▸ **What is asked**
[A] Please decide whether each statement agrees with the court opinion on the CMI and Gurries contract below: (i) Both companies made equipment used in road building and paving. (ii) The Supplemental Payments were to run for 10 years. (iii) The trial court found that the Roto-Mill Profiler is not a grader. For each, give yes or no and quote the deciding words of the opinion.
[B] Resume the court opinion on the CMI and Gurries contract below, picking up right after its last sentence.

This appeal centers on a contract whereby CMI Corporation purchased all the stock of Gurries Manufacturing Company. Both companies were engaged in the design, development, and manufacture of equipment used in road building and paving. There was to be made a lump sum payment under the contract to pay the debts of the Gurries Company, and in addition, "Supplemental Payments" were to be made to its stockholders for a 15-year period computed on the net sales price of certain complete machines and on described components used on other machines sold by CMI.

2

The dispute relates solely to the construction of the contract terms relating to the type of machine or devices for which the Supplemental Payments should be made. The disagreement is as to what machines are "graders" or "motor graders," and more particularly whether the Roto-Mill Profiler is a "grader" as the trial court found under the contract. The principal officers of each company and who negotiated the contract each had spent many years in the business.

3

The amended complaint of CMI for a declaratory judgment against Raymond Gurries and others asked that the machine manufactured by CMI known as a Roto-Mill Profiler be decreed not a "motor grader" as the term was used in the contract. It also asks that as to the same machine Supplemental Payments be determined under paragraph 3(b) provided there be valid patent claims. The complaint also asks that certain patents assigned to CMI by the Gurries Company and Mr. Gurries be held invalid, and no payments need be based on devices covered by invalid patents.

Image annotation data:
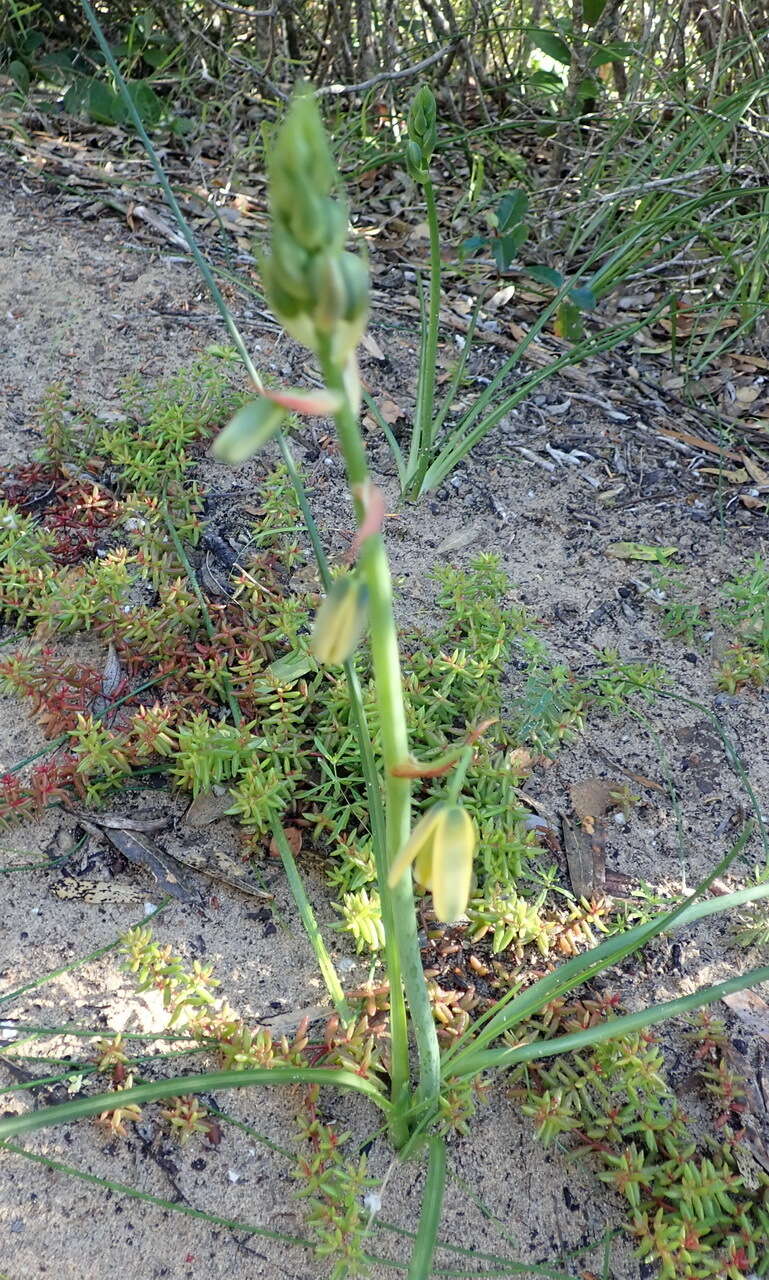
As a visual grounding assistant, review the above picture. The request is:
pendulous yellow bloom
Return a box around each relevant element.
[388,801,479,923]
[310,573,369,667]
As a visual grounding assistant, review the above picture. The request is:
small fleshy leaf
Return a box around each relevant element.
[211,396,285,466]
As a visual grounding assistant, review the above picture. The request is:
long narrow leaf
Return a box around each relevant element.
[273,820,353,1027]
[444,826,769,1074]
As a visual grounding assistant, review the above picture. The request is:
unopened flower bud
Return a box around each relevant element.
[388,801,479,923]
[310,573,369,667]
[406,84,438,182]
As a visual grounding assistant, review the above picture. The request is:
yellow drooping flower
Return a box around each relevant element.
[310,573,369,667]
[388,801,479,923]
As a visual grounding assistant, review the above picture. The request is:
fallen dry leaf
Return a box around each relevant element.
[270,827,302,858]
[723,991,769,1041]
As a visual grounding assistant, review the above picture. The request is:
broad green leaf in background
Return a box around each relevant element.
[496,188,528,236]
[582,0,606,27]
[526,262,563,289]
[606,543,678,564]
[8,58,29,93]
[528,27,572,67]
[490,225,528,271]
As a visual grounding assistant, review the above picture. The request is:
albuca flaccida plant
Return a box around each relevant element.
[7,82,769,1280]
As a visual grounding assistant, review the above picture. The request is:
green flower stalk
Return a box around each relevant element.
[406,84,438,186]
[262,93,369,365]
[214,95,442,1126]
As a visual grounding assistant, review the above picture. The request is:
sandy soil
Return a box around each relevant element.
[0,152,769,1280]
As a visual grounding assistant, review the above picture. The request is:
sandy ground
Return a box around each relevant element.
[0,152,769,1280]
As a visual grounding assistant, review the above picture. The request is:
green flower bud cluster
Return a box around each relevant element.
[406,84,438,183]
[262,93,369,364]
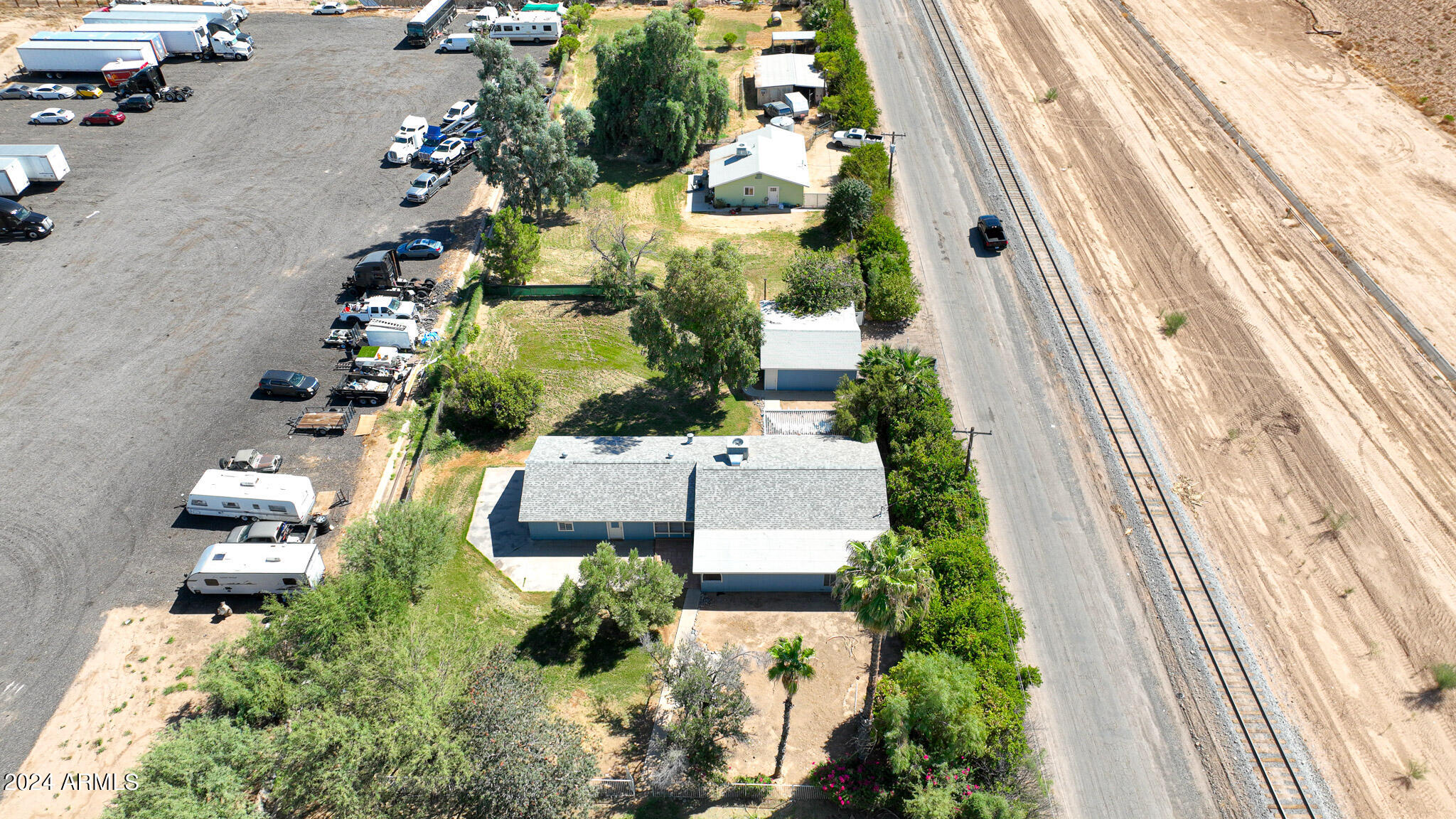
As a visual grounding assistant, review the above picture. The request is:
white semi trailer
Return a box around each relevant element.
[14,39,159,77]
[0,146,71,182]
[31,26,172,60]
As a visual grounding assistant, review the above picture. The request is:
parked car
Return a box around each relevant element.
[31,85,75,99]
[223,520,293,544]
[446,99,475,125]
[31,108,75,125]
[975,214,1009,252]
[257,370,319,398]
[429,137,464,165]
[82,108,127,125]
[117,93,157,111]
[395,239,446,259]
[405,171,450,203]
[217,449,282,472]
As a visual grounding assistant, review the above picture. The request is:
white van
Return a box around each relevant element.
[186,544,323,594]
[183,469,316,523]
[491,11,560,42]
[464,6,501,32]
[439,32,474,51]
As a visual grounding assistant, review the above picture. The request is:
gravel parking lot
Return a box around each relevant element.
[0,13,545,772]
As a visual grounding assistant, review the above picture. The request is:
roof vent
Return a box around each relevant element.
[728,439,749,466]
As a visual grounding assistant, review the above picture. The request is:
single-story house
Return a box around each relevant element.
[707,125,810,207]
[759,301,860,389]
[520,436,889,592]
[753,54,825,108]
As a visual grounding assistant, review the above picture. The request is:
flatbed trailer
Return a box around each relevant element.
[289,405,355,436]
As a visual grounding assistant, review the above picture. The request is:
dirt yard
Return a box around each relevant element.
[937,0,1456,818]
[697,593,869,783]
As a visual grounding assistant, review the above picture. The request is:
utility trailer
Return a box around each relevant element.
[329,373,396,407]
[289,405,355,436]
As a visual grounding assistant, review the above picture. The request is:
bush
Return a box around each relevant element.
[481,205,542,284]
[865,255,920,321]
[824,179,875,236]
[446,361,545,432]
[775,251,865,316]
[550,542,683,640]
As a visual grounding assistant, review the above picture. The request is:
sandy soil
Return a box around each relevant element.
[952,0,1456,818]
[0,601,247,819]
[696,593,867,783]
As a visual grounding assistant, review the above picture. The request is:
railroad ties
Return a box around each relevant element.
[920,0,1319,819]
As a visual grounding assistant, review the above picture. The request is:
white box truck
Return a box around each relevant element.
[186,544,323,594]
[0,146,71,182]
[0,156,31,198]
[74,22,208,54]
[186,469,316,523]
[364,319,419,350]
[14,39,157,77]
[31,26,172,60]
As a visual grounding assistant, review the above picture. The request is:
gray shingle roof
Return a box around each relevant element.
[520,436,888,518]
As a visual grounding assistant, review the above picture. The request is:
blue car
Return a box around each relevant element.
[397,239,446,259]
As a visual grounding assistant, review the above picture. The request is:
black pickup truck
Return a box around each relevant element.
[975,215,1009,252]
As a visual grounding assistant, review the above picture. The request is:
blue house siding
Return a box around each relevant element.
[779,370,856,390]
[525,520,663,540]
[703,574,830,592]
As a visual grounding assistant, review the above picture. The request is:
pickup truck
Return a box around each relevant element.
[830,128,885,147]
[339,296,415,323]
[975,214,1010,252]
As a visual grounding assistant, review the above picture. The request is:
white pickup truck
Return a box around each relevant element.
[339,296,415,323]
[830,128,885,147]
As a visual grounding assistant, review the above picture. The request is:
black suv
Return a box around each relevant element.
[975,215,1009,252]
[257,370,319,398]
[117,93,157,111]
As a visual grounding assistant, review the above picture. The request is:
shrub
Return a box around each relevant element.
[865,255,920,321]
[550,542,683,640]
[775,251,865,316]
[447,361,545,432]
[824,179,875,236]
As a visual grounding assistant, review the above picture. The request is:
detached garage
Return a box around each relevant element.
[759,301,860,390]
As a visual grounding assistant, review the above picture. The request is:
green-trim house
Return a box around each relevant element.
[707,125,810,207]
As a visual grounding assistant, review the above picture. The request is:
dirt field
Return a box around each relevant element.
[937,0,1456,818]
[697,593,888,783]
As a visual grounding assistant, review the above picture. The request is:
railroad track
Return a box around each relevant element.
[919,0,1319,819]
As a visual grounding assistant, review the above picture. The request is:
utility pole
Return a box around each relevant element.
[951,427,992,475]
[881,131,904,191]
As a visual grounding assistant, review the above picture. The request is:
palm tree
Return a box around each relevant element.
[833,532,935,736]
[769,634,814,780]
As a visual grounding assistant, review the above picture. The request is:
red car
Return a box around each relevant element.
[82,108,127,125]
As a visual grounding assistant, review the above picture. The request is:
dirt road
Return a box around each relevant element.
[855,0,1238,819]
[937,0,1456,816]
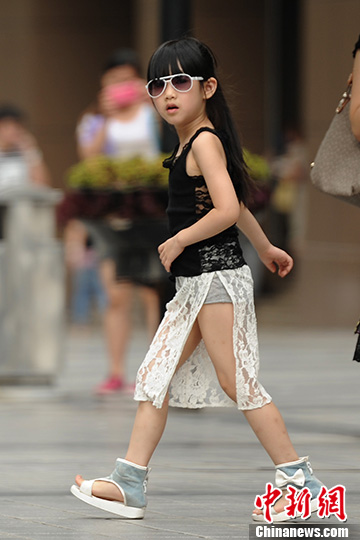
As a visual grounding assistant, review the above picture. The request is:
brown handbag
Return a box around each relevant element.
[310,75,360,206]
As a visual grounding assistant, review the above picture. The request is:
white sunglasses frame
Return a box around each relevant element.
[145,73,204,99]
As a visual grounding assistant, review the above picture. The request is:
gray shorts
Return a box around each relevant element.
[176,276,232,304]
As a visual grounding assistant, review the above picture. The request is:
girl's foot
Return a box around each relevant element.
[253,493,289,516]
[75,474,124,502]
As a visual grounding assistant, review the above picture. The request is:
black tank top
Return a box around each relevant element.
[163,127,245,276]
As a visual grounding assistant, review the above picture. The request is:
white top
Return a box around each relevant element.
[77,104,159,159]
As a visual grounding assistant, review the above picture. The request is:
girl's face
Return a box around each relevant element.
[152,73,217,129]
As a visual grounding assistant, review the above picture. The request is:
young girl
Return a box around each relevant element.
[71,38,321,521]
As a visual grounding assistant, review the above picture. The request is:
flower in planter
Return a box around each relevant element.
[66,155,168,191]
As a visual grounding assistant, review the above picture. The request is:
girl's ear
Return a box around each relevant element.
[203,77,217,99]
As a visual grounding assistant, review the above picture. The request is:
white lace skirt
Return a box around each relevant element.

▸ **In response**
[A]
(i) Yes: "Both companies were engaged in the design, development, and manufacture of equipment used in road building and paving."
(ii) No: "for a 15-year period"
(iii) No: "whether the Roto-Mill Profiler is a "grader" as the trial court found under the contract"

[B]
4

The discussions during the contract negotiations, according to the record, were directed only to graders or motor graders. CMI was interested in the grader being developed by Gurries Company and wanted to begin to produce and market such a road grader with the automatic controls. This was something that had not been done before by CMI. CMI at the time had a prototype of a grader with automatic controls but it had not gone into production. The contract in paragraph 10 says in part: "Upon execution of this Agreement CMI agrees to immediately commence efforts for production and sale of Motor Graders as defined herein."

5

The Stock Purchase Agreement was entered into in July of 1969. The lump sum payment to Gurries Company was made and the parties, as contemplated by the contract, began a grader development and sales project in CMI with Mr. Gurries in charge. CMI provided the facilities and the money. There was so developed a road grader with automatic controls. However, for several reasons including poor market conditions fewer graders were sold than was contemplated by both parties. This grader was the only complete machine designed and developed by Mr. Gurries while he was employed at CMI. This he so acknowledged at trial.

6

By 1972 there was a disagreement between Mr. Gurries and CMI as to how the Supplemental Payments were to be computed and what machines produced by CMI were to be included for the Supplemental Payments. Mr. Gurries in 1972 and thereafter took the position that all CMI machines should be included or all with but minor exceptions. Attempts were made to settle and a compromise letter was signed in 1975 with both sides giving up a portion of their claims. However, an agreement was never reached as to what constituted a "grader" as the term was used in the original contract.

7

The witnesses from the industry all testified that the prevailing definition of "graders" or "motor graders" used in the business at the time was a six or eight wheel machine with rubber tires, with a circle and blade or moldboard used to move soft or loose materials such as dirt or loose asphalt.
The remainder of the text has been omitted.